### Data taken from a collection
— Start —
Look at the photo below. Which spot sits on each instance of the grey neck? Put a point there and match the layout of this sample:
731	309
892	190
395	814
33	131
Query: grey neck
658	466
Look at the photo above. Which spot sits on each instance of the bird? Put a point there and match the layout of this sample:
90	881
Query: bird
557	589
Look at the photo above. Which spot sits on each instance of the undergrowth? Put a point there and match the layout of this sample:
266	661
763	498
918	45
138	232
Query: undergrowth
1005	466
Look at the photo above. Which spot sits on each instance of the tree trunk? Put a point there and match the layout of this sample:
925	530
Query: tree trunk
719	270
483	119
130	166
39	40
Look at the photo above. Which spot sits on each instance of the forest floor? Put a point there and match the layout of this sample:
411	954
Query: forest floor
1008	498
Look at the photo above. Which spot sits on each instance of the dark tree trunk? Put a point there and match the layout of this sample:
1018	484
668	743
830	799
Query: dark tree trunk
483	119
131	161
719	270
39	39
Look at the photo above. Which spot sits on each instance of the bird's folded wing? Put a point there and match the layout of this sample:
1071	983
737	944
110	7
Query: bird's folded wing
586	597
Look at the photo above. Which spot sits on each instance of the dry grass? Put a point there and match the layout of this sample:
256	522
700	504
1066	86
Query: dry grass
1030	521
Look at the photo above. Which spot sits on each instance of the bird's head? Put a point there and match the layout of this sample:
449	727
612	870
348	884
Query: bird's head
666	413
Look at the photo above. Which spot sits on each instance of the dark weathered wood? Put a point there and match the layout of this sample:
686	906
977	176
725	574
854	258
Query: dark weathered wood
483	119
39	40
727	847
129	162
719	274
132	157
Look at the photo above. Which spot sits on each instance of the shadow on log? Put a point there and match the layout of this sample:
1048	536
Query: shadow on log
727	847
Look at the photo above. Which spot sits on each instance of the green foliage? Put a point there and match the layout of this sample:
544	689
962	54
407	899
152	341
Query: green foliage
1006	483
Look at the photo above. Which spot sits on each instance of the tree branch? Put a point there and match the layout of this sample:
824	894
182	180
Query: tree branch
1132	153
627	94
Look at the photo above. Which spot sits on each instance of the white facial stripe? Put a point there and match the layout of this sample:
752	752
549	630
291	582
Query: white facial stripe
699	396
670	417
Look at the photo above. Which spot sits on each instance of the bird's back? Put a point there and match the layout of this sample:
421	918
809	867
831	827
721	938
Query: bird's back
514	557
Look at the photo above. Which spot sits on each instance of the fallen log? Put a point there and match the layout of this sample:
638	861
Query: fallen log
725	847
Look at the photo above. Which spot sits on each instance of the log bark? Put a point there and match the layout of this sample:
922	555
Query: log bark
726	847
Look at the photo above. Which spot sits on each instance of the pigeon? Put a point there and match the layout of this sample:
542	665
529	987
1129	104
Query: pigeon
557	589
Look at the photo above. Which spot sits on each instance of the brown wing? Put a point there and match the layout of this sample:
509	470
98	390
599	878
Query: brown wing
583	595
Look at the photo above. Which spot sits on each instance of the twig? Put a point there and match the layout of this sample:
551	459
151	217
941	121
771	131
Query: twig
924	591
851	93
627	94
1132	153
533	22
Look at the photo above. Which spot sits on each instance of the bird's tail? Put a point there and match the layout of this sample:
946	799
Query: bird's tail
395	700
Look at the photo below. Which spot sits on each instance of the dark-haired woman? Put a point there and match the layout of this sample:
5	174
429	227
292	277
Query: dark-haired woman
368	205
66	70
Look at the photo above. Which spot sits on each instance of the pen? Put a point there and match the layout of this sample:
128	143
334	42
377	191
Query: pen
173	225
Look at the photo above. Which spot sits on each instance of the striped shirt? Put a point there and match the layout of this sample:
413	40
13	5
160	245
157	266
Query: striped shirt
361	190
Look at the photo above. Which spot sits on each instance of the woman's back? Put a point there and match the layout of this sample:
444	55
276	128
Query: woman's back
— End —
### REQUEST
Reproduce the data exactly, starting at the line that contains "of the brown" and ending with the last line of the data.

### ANSWER FOR THE TASK
Look at the photo above. Which spot sits on each instance of the brown wing? Put a point there and match the layout of this sample:
509	470
98	390
599	878
Query: brown wing
583	595
Look at the photo above. Which spot sits on each instance of the twig? Put a point there and match the layout of this sample:
551	459
151	217
941	121
771	131
Query: twig
924	591
851	93
627	94
1132	153
533	22
Look at the photo above. Which spot sits on each instance of the bird's tail? Put a point there and match the layout of this sample:
946	799
Query: bird's tail
395	700
Look at the photo below. Which spot sits on each instance of the dark-haired woman? Put a point there and match the layout of this sample:
5	174
429	227
292	277
Query: dark-haired woman
368	205
66	70
Look at the photo above. Which spot sits on each instance of the pen? Put a point there and match the layout of this sample:
128	143
334	42
377	191
Query: pen
173	225
Look at the photo above. Which spot sits on each instance of the striped shirt? Put a point there and match the layout of this sample:
413	40
13	5
160	245
157	266
Query: striped shirt
361	190
Look at the photo above. Which spot sits on each instance of the woman's back? Put a point there and match the layout of this sample:
444	55
276	128
Query: woman's back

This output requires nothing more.